Polygon annotations for photos:
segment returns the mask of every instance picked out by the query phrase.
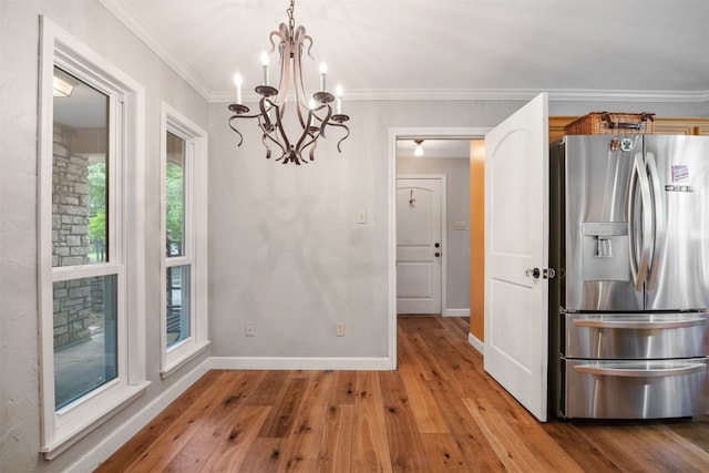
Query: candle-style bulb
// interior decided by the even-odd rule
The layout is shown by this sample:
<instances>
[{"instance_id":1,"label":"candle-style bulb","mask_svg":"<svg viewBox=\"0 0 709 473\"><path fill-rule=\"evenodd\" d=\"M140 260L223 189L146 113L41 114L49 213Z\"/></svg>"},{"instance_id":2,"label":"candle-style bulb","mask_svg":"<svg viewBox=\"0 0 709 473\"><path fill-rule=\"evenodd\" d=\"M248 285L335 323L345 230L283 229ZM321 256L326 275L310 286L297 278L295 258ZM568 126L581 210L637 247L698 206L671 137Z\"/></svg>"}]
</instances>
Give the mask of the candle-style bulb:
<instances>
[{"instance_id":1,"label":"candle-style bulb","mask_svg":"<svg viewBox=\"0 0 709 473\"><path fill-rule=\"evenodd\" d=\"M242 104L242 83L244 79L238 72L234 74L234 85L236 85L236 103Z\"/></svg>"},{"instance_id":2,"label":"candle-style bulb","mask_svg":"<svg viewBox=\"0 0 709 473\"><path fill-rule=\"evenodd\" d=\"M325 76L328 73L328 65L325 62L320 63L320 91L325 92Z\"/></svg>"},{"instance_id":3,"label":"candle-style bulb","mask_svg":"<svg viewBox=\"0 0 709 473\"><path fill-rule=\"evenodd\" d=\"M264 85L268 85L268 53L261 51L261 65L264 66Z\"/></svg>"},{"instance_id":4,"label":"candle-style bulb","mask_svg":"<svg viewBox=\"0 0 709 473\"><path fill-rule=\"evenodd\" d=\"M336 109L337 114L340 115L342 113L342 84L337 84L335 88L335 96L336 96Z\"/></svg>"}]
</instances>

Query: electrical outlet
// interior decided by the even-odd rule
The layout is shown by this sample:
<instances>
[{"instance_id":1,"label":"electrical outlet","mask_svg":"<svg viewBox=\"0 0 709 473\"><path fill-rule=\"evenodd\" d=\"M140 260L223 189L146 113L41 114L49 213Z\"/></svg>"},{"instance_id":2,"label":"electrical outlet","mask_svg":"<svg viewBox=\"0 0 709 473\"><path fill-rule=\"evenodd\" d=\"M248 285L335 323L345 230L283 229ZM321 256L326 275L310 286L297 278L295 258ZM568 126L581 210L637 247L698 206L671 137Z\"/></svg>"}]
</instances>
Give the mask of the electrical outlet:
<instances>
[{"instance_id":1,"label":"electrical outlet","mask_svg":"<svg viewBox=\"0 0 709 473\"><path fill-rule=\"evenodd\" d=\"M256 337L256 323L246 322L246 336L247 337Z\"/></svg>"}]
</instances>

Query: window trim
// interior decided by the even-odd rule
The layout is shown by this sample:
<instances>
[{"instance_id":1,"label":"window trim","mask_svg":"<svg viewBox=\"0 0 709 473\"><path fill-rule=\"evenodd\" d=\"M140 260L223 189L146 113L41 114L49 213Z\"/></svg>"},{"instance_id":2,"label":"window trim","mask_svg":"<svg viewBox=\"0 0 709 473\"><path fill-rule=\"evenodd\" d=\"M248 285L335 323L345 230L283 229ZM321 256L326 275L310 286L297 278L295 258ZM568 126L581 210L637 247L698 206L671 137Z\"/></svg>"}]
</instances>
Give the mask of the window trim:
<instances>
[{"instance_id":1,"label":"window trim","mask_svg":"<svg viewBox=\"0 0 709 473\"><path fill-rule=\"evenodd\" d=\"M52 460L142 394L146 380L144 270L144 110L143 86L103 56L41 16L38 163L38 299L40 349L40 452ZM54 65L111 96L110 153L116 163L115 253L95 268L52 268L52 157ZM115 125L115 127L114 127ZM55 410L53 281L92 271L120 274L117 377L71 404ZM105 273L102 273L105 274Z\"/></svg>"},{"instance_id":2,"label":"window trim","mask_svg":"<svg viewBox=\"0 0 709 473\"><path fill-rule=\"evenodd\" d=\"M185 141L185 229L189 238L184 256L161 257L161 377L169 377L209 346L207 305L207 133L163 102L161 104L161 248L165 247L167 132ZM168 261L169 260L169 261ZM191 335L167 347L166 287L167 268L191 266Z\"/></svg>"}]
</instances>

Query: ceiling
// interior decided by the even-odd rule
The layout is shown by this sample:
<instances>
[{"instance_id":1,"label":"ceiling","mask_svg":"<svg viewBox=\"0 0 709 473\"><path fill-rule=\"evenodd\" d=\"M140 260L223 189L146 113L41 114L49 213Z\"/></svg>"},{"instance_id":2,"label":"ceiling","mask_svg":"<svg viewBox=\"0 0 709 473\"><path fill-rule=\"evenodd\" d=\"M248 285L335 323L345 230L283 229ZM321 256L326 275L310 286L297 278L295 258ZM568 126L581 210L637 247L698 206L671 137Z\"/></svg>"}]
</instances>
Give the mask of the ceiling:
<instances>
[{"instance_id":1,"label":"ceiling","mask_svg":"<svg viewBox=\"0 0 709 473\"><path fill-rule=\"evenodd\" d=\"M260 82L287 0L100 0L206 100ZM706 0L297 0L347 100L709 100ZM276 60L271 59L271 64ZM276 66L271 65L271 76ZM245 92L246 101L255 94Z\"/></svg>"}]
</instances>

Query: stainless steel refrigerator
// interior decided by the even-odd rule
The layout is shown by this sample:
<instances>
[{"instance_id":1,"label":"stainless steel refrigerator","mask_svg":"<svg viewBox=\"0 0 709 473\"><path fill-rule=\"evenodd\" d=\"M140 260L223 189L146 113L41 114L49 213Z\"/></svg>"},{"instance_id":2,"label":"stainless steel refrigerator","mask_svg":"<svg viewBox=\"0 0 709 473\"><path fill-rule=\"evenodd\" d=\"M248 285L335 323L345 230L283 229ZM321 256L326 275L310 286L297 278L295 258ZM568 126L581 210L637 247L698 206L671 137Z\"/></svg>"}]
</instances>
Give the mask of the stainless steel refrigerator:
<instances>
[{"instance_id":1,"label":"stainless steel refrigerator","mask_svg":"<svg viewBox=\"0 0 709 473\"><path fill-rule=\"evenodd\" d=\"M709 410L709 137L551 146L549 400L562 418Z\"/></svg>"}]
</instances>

---

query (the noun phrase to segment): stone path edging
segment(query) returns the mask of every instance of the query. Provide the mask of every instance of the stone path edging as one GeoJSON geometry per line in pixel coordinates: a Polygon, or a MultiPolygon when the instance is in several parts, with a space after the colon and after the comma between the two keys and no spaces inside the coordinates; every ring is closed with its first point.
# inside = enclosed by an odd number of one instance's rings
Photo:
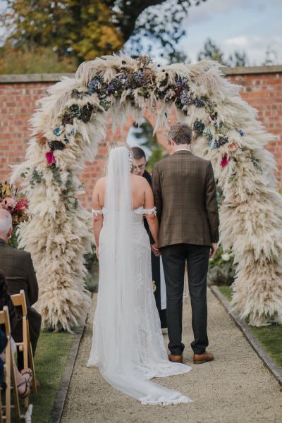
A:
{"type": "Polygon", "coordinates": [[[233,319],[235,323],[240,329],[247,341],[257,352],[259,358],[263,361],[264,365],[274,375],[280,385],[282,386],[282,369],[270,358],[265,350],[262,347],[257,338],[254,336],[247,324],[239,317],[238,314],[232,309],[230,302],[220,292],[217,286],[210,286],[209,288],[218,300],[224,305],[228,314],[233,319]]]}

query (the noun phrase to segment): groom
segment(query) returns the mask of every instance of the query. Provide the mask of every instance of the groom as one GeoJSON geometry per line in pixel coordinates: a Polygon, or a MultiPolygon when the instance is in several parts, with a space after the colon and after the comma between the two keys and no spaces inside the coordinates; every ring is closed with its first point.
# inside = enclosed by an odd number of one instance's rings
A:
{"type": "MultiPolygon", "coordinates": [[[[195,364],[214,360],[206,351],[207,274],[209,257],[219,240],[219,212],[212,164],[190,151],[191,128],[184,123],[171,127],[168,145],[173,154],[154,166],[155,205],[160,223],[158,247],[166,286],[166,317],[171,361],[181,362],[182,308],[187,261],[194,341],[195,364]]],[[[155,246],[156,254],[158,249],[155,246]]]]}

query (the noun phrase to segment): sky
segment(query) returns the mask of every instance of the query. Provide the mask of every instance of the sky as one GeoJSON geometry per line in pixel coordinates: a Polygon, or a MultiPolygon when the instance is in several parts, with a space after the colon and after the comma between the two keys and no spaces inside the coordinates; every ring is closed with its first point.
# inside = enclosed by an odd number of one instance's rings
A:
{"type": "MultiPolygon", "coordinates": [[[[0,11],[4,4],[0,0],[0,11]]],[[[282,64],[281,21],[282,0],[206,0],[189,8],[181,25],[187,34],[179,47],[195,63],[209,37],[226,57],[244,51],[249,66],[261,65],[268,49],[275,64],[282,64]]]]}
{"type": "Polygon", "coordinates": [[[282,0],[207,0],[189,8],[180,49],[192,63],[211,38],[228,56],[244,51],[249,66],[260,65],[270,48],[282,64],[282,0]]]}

#### [What is required]
Select every line of the data above that contains the string "Give", matching case exactly, and copy those lines.

#### [Response to this task]
Give the mask of the candle-style bulb:
Give the mask of the electrical outlet:
Give the mask of the window trim:
Give the mask of the ceiling:
Give the mask of the stainless steel refrigerator:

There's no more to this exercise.